[Source document Boundary: Start]
- Born: 1905 Harbor Point, Michigan, US
- Died: October 1, 1991 (aged 85–86) San Francisco, California, US
- Education: Princeton University Harvard Business School
- Occupations: Businessman, philanthropist
- Political party: Republican Party
- Spouse: Caroline Howard Hume
- Children: 4, including William J. Hume and George H. Hume
- Relatives: Leslie P. Hume (daughter-in-law)

= Jaquelin H. Hume =

American businessman (1905–1991)

Jaquelin Holliday "Jack" Hume (1905-1991) was an American businessman and conservative philanthropist. He co-founded Basic American Foods, the world's largest producer of dried onion and garlic, and later dried potatoes, for instant mashed potatoes and boxed potato casseroles. He was a major donor to President Ronald Reagan, and a patron of the arts.

==Biography==

===Early life===
Jaquelin Holliday Hume was born in 1905 in Harbor Point, Michigan. He had an older brother, William Mansur Hume (1900-1976), with whom he would later pioneer the family dehydration business. Hume grew up in Indianapolis, Indiana and graduated from Princeton University in 1928, where he had been a member of the Charter Club, subsequently receiving an M.B.A. from the Harvard Business School in Cambridge, Massachusetts in 1930.

===Business career===
With his brother, he co-founded the Basic Vegetable Products Company in 1933. The company sold dried onion and garlic as well as dried beans. After it successfully merged with its competitors, it became the world's largest producer of dried onion and garlic. In the 1950s, he founded the American Potato Company. It became the world's largest producer of dried potato products, including instant mashed potatoes. Both companies later became known as Basic American Foods.

On December 8, 1966, he filed the patent named "Process of producing large dehydrated onion pieces": 'US 3607316 A'.

===Philanthropy===
He served as Chairman of the Board of Trustees of the Pacific Presbyterian Medical Center. He also served as Chairman of the San Francisco Museum of Art and Vice Chairman of the Asian Art Foundation.

In 1962, he established the Jaquelin Hume Foundation. Seventeen years later, in 1975, he established the Foundation for Teaching Economics, a non-profit organization that promotes the teaching of economics in elementary and high schools in the United States. He received the George Washington Honor Medal from the Freedoms Foundation near Valley Forge, Pennsylvania, a conservative organization, for his philanthropic work to promote free market economics.

He was a staunch supporter of and donor to Ronald Reagan, both in his gubernatorial and presidential campaigns. Indeed, he had known President Reagan as earlier as 1965. He was also "a close friend" of Edwin Meese, who went on to serve as the 75th Attorney General of the United States from 1985 to 1988. Hume established Citizens for America and the served on the Board of the Ronald Reagan Presidential Foundation, two organizations which promoted Reagan's ideas. He also advised President Reagan and helped him choose top advisors in his first Cabinet. A letter from President Reagan to Hume and his wife dated April 27, 1981 has been published in Reagan: A Life in Letters. He also raised funds for other conservative Republicans.

He served on the Alumni Council of his alma mater, Princeton University. He received the Alumni Achievement Award from his other alma mater, the Harvard Business School, in 1981. He was a member of the Pacific-Union Club, a gentlemen's club in San Francisco, California.
[Source document Boundary: End]
Work to be completed
Retype the passage from the Jaquelin H. Hume biography between "On December 8, 1966, he" and "free market economics.", inclusive.
[Data to examine Boundary: Start]
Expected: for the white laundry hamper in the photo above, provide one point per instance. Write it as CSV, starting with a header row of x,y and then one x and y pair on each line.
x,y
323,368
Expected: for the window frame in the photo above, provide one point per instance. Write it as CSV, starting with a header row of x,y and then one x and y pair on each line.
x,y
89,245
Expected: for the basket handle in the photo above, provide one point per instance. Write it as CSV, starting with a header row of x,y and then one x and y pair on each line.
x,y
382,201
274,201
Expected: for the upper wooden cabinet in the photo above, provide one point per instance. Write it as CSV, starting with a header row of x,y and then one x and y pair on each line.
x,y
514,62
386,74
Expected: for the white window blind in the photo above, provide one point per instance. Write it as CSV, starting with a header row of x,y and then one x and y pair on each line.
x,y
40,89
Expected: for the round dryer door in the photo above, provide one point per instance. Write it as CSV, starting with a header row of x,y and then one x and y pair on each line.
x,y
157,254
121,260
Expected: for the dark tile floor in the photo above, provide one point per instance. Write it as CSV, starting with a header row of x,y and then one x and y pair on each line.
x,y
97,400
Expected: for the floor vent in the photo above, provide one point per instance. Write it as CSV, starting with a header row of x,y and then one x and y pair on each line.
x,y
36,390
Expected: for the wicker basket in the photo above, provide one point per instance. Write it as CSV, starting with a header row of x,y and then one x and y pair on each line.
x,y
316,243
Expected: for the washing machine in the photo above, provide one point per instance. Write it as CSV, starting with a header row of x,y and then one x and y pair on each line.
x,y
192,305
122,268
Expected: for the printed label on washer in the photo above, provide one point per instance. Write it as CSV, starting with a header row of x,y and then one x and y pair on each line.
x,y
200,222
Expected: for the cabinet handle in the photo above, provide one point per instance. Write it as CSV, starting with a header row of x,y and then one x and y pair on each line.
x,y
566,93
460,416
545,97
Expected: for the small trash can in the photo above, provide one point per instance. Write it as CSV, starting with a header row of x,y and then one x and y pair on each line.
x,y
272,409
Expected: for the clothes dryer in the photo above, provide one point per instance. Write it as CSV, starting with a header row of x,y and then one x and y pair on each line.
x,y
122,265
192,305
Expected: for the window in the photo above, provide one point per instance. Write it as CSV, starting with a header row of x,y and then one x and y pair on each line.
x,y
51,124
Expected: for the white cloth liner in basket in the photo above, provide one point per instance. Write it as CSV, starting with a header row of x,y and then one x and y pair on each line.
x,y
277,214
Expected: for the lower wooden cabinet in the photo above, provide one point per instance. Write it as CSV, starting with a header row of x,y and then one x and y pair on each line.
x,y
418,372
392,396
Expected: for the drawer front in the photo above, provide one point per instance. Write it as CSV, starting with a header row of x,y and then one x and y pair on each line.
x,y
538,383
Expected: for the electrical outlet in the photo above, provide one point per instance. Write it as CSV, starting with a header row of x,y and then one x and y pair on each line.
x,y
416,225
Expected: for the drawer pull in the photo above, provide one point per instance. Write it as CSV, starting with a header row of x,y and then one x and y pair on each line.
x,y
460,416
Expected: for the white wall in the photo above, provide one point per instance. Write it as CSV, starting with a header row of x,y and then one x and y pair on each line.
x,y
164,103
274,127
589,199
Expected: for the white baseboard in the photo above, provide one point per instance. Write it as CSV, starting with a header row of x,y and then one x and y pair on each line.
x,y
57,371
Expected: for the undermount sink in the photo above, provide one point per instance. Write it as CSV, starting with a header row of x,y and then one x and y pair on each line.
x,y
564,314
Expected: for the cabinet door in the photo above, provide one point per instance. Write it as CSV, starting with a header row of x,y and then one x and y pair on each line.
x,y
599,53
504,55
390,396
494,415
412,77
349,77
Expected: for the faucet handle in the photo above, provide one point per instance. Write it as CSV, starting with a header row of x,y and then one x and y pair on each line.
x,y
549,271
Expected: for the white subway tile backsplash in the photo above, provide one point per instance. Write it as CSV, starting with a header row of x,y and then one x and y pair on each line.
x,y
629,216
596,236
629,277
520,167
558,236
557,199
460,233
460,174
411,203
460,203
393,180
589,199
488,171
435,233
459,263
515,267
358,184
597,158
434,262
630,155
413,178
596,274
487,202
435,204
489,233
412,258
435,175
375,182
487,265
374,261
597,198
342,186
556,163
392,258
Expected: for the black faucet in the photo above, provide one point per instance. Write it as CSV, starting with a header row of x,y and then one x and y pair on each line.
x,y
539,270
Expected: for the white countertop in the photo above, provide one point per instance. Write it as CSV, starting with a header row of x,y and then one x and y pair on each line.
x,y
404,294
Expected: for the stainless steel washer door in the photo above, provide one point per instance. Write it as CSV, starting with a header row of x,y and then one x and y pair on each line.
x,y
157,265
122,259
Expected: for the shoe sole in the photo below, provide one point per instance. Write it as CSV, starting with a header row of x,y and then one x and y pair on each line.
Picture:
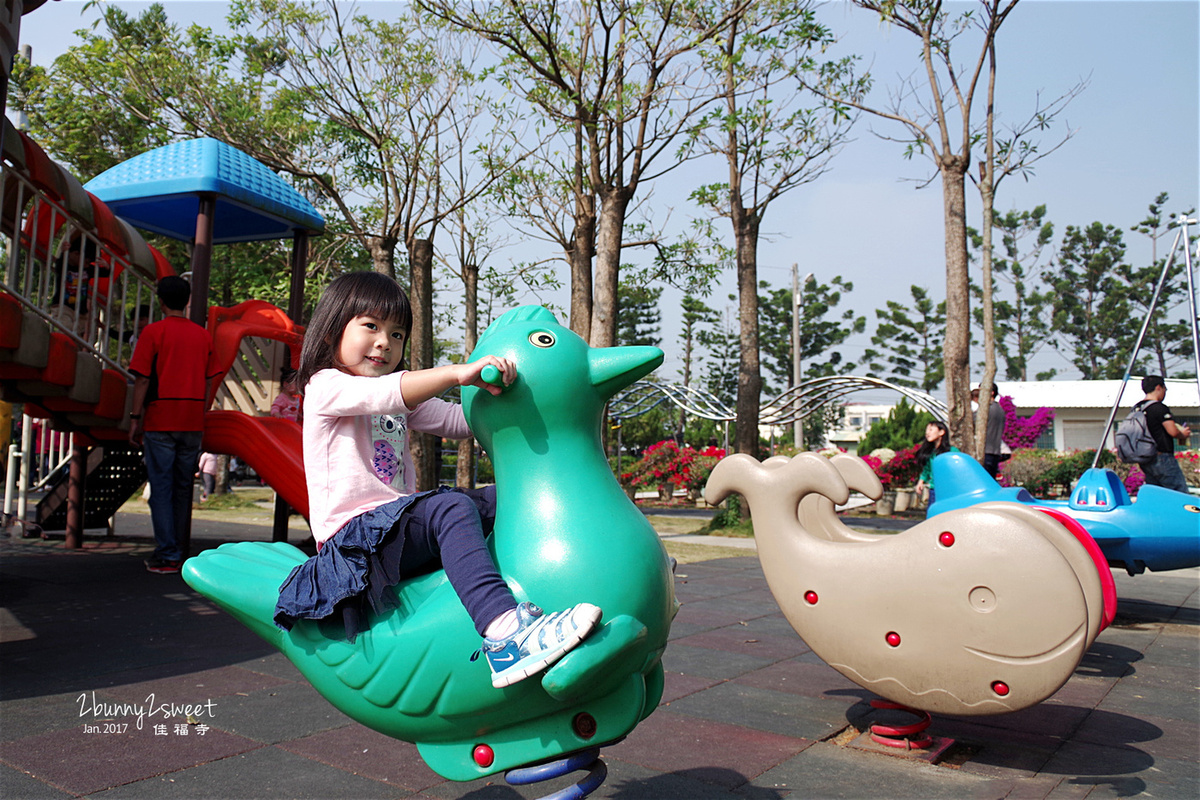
x,y
509,677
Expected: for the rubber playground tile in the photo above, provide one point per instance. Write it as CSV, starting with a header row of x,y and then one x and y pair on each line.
x,y
977,731
1164,677
274,663
275,715
826,770
1047,719
1157,737
744,606
1083,690
789,715
1176,649
797,677
703,617
737,638
1126,771
36,715
361,751
773,624
624,781
714,752
89,758
264,773
1105,659
677,685
1149,701
221,681
17,783
707,662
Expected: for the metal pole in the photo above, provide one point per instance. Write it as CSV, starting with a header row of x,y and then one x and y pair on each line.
[Data to examine Boundary: End]
Final answer
On December 8, 1966, he filed the patent named "Process of producing large dehydrated onion pieces": 'US 3607316 A'.

===Philanthropy===
He served as Chairman of the Board of Trustees of the Pacific Presbyterian Medical Center. He also served as Chairman of the San Francisco Museum of Art and Vice Chairman of the Asian Art Foundation.

In 1962, he established the Jaquelin Hume Foundation. Seventeen years later, in 1975, he established the Foundation for Teaching Economics, a non-profit organization that promotes the teaching of economics in elementary and high schools in the United States. He received the George Washington Honor Medal from the Freedoms Foundation near Valley Forge, Pennsylvania, a conservative organization, for his philanthropic work to promote free market economics.